_Job_: Copy these lines word for word.

(Part of a data file)
____________

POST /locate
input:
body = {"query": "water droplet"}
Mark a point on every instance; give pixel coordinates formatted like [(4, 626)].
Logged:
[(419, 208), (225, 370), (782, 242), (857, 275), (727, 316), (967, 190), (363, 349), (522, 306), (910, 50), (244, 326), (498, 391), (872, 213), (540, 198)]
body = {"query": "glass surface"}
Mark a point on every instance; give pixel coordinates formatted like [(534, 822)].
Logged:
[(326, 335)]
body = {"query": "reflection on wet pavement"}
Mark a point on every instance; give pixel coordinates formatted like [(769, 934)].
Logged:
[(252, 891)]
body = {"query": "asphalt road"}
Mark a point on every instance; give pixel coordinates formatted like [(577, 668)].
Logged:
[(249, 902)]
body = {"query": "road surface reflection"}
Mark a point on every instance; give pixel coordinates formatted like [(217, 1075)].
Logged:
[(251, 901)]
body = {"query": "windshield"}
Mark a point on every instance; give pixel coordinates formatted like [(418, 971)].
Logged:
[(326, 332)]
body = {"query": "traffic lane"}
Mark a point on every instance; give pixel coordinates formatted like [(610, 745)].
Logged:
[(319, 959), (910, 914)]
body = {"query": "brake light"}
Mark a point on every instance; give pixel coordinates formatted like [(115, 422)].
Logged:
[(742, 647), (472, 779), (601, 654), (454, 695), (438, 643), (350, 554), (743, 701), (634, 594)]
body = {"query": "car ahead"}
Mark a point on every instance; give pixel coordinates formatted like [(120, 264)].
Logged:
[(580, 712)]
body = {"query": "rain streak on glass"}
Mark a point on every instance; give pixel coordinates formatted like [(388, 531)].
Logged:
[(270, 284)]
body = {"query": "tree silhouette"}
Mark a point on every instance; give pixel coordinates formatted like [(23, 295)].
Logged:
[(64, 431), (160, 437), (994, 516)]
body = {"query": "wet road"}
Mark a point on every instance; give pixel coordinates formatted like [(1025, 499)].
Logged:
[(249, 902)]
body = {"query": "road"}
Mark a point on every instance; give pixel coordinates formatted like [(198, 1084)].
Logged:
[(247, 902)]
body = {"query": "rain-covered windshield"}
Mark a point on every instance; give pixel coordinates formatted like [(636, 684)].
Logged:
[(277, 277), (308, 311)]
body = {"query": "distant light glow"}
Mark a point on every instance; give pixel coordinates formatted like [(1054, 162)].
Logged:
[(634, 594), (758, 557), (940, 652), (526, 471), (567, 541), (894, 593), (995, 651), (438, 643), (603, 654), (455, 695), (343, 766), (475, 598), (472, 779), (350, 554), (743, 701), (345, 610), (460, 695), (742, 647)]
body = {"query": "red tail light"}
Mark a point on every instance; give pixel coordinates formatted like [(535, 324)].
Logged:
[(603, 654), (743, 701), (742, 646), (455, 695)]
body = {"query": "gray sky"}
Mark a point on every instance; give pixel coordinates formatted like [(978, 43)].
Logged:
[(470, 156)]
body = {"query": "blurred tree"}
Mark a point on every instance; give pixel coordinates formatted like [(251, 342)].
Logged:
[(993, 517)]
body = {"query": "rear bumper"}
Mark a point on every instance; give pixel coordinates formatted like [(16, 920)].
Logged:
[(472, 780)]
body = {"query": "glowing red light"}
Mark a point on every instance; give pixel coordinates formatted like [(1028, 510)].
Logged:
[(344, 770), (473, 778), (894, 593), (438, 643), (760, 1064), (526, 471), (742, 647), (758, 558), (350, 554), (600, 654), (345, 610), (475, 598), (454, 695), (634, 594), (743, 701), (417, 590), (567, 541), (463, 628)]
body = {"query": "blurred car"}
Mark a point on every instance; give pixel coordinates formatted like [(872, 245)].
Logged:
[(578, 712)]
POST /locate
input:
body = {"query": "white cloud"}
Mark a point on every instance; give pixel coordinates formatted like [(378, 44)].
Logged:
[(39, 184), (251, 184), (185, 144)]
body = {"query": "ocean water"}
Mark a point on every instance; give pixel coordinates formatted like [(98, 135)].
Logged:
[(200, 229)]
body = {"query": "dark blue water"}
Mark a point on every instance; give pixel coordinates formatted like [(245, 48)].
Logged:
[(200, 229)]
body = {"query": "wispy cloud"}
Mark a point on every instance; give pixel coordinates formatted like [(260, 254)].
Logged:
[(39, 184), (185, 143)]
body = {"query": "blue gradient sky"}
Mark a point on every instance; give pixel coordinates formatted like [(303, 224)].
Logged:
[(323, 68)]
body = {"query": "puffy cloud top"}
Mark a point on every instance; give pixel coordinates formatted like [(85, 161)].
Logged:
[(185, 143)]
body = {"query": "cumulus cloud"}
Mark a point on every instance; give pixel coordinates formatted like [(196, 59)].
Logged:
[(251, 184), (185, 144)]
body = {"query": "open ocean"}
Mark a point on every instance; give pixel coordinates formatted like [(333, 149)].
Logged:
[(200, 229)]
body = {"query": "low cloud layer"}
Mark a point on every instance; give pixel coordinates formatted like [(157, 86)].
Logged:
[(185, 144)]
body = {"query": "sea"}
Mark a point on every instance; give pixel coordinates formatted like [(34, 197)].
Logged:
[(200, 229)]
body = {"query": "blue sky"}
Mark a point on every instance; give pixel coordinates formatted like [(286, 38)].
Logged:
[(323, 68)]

____________

_Task answer_:
POST /locate
input:
body = {"query": "water droplet"}
Mark a point on every instance; give pixel coordinates formatted like [(4, 626)].
Logged:
[(419, 208), (225, 370), (782, 242), (857, 275), (727, 316), (967, 190), (363, 349), (522, 306), (910, 50), (244, 326), (498, 391), (872, 213), (540, 198)]
body = {"query": "glass surface"}
Mark a point on every instance; give pixel coordinates formatted like [(534, 822)].
Logged:
[(326, 335)]
body = {"query": "reflection on wet pavement"}
Mark a point on every instance; give pixel coordinates formatted like [(769, 934)].
Logged:
[(252, 891)]
body = {"query": "asphalt road"}
Mark a point on every instance; give pixel coordinates formatted like [(577, 668)].
Logged:
[(249, 902)]
body = {"query": "road surface reflection"}
Mark a point on every instance; give pixel coordinates formatted like [(217, 1075)].
Logged:
[(251, 901)]
body = {"query": "windshield"}
Mark a point on every instance; give pixel coordinates formatted like [(418, 971)].
Logged:
[(326, 332)]
body = {"query": "traffic lane"}
Mark a point on every instance; give pixel coordinates formatted like [(610, 745)].
Logged:
[(319, 959), (910, 914)]
body = {"query": "brake light"}
Mark a point on every instance; give pixel coordinates formatted like [(115, 422)].
Logged:
[(742, 647), (472, 779), (601, 654), (454, 695), (438, 643), (350, 554), (743, 701), (634, 594)]
body = {"query": "car ahead"}
Mark a point on every instance; give pixel coordinates formatted like [(120, 264)].
Logged:
[(580, 712)]
body = {"query": "rain streak on glass"}
Mark a point on every instance; give pixel coordinates formatted like [(388, 531)].
Logged:
[(270, 284)]
body = {"query": "tree silhouette"}
Mark a point on every instance; give pixel coordinates formatted like [(23, 295)].
Logged:
[(64, 431), (160, 437), (994, 516)]
body = {"query": "wet road"}
Mark a point on every instance; give pixel coordinates formatted like [(1025, 499)].
Logged:
[(249, 902)]
body = {"query": "road"}
Mark a point on every instance; give pixel coordinates formatted like [(198, 1084)].
Logged:
[(247, 902)]
body = {"query": "rain-covered windshield"}
Mark a point on every instance; give pixel coordinates formatted like [(636, 684)].
Logged:
[(277, 277), (308, 311)]
body = {"query": "distant light glow"}
Mark a point on every instance; give pixel coordinates formatted like [(1054, 162)].
Logged:
[(634, 594), (758, 557), (940, 652), (526, 471), (567, 541), (894, 593), (995, 651), (438, 643), (603, 654), (455, 695), (343, 766), (475, 598), (472, 779), (350, 554), (743, 701), (345, 610), (460, 695), (742, 647)]
body = {"query": "red tail light"}
Mark a point on every instance; give pixel coordinates formatted like [(535, 324)].
Logged:
[(603, 654), (743, 701), (742, 646), (455, 695)]
body = {"query": "gray sky"}
Mark a point on every instance; give pixel coordinates formatted like [(978, 43)].
Logged:
[(470, 156)]
body = {"query": "blurred tree"}
Mark a point on every instance; give pixel coordinates formatted like [(251, 342)].
Logged:
[(993, 517)]
body = {"query": "rear bumper"}
Mark a point on every instance; give pixel coordinates formatted like [(16, 920)].
Logged:
[(472, 780)]
body = {"query": "glowing red light"}
Mark a point on every instance; give pixel coordinates formatted like [(1028, 510)].
Logged:
[(344, 770), (473, 778), (894, 593), (438, 643), (760, 1064), (526, 471), (742, 647), (758, 558), (350, 554), (600, 654), (345, 610), (475, 598), (454, 695), (634, 594), (743, 701), (417, 590), (567, 541), (463, 628)]
body = {"query": "blurred car"}
Mark a point on every instance; give pixel coordinates formatted like [(872, 245)].
Logged:
[(578, 712)]
POST /locate
input:
body = {"query": "white cloud"}
Mark a point on every instance; give pixel coordinates formatted like [(378, 44)].
Logged:
[(39, 184), (251, 184), (185, 144)]
body = {"query": "ocean water"}
Mark a point on every instance; give pixel coordinates formatted like [(98, 135)].
Logged:
[(200, 229)]
body = {"query": "dark blue water"}
Mark a point on every instance; give pixel coordinates formatted like [(245, 48)].
Logged:
[(200, 229)]
body = {"query": "wispy cloud"}
Mark a point on every instance; give pixel coordinates formatted like [(260, 254)].
Logged:
[(39, 184), (185, 143)]
body = {"query": "blue gradient sky"}
Mark a point on every instance; give pixel coordinates formatted like [(303, 224)].
Logged:
[(323, 68)]
body = {"query": "puffy cloud top"}
Mark a point on every instance; give pixel coordinates formatted like [(85, 161)].
Logged:
[(185, 143)]
body = {"query": "cumulus cloud"}
Mark a point on every instance; give pixel coordinates formatted like [(196, 59)].
Logged:
[(251, 184), (185, 144)]
body = {"query": "open ocean"}
Mark a point on every instance; give pixel coordinates formatted like [(333, 149)].
Logged:
[(200, 229)]
body = {"query": "low cloud layer"}
Mark a point on every instance; give pixel coordinates formatted like [(157, 86)].
Logged:
[(185, 144)]
body = {"query": "sea"}
Mark a point on every instance; give pixel coordinates formatted like [(34, 197)].
Logged:
[(200, 229)]
body = {"query": "blue sky"}
Mark a point on every instance; give pixel coordinates formatted like [(286, 38)].
Logged:
[(323, 68)]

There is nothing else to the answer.